── DOCUMENT PASSAGE
In University of Zimbabwe v Kwanele Muriel Jirira and Others SC45-13, this court had recourse to the nature of the decision that the court a quo had made to determine whether or not the judgment appealed against was interlocutory or final and definitive. This is what it had to say:

“What is to be determined in casu is the nature and effect of the decision of the court a quo.

Prior to that decision, the respondents had obtained a writ of execution against the movables of the appellant to satisfy the sum of US$291,214=13 awarded by the arbitrator. They had also proceeded to serve an application for a garnishee order on the applicant and its bankers, which operated to freeze the appellant's bank account. Thus, as at the time of its urgent application, the appellant was exposed to the imminent disposal of its library books, computers and other equipment, as well as the inability to access its bank account.

On these facts, we take the view that the court's refusal to deal with the matter as being urgent, whether correctly or otherwise, had the effect of finality. In that sense, the decision was final and definitive and not merely interlocutory.”
────
● OBJECTIVES:
A - Answer these questions from the judgment excerpt:
(i) Which case did the court have recourse to?
(ii) What sum had the arbitrator awarded?
(iii) What effect did the application for a garnishee order have?
B - Please reproduce the judgment excerpt between "In University of" and "court a quo.", inclusive.
C - Carry on the judgment excerpt from the point where it stops.
The lines after the judgment excerpt come from a separate source.
── DATA SEGMENT
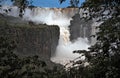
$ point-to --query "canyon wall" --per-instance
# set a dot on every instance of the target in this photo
────
● PER-TASK ANSWERS:
A -
(i) University of Zimbabwe v Kwanele Muriel Jirira and Others SC45-13
(ii) US$291,214=13
(iii) It froze the appellant's bank account.

B -
In University of Zimbabwe v Kwanele Muriel Jirira and Others SC45-13, this court had recourse to the nature of the decision that the court a quo had made to determine whether or not the judgment appealed against was interlocutory or final and definitive. This is what it had to say:

“What is to be determined in casu is the nature and effect of the decision of the court a quo.

C -
In the result, it found that the court had made a final pronouncement on the particular issue that was before it - the issue of whether or not the matter deserved to be treated urgently.

See also Trust Merchant Bank Limited v Marko Properties Construction (Pvt) Limited t/a Msuna Safaris and Travel SC73-02; Mine Mills Trading (Pvt) Limited and Others vs NJZ Resources (HK) Limited SC40-14; and Jameson Rushwaya and Others v Swimming Pool and Underwater Repairs (Pvt) Limited SC19-12.

From the decisions of this Court on the matter, one can therefore discern a clear position at law, that, broadly speaking, a judgment that puts to rest one or more issues between the parties is not interlocutory for the purposes of section 43 of the High Court Act [Chapter 7:06]. Instead, such a judgment is to be regarded as final and definitive, and, consequently, appealable. This is so notwithstanding that some other aspects of the dispute between the parties may remain live and wait to be determined in different future proceedings.

Applying the above law to the facts of this matter, it is my finding that the judgment of the court a quo was final and definitive as regards the attached property. The court ordered that the first respondent retains possession of the property until the other proceedings between the parties were resolved. The judgment of the court a quo put to rest the issue of the possession of the attached property. Put differently, by ordering the return of property, the court a quo did not reserve any other issue for determination before itself. Its decision on the matter was therefore final.

Accordingly, no leave was required before the appeal was noted.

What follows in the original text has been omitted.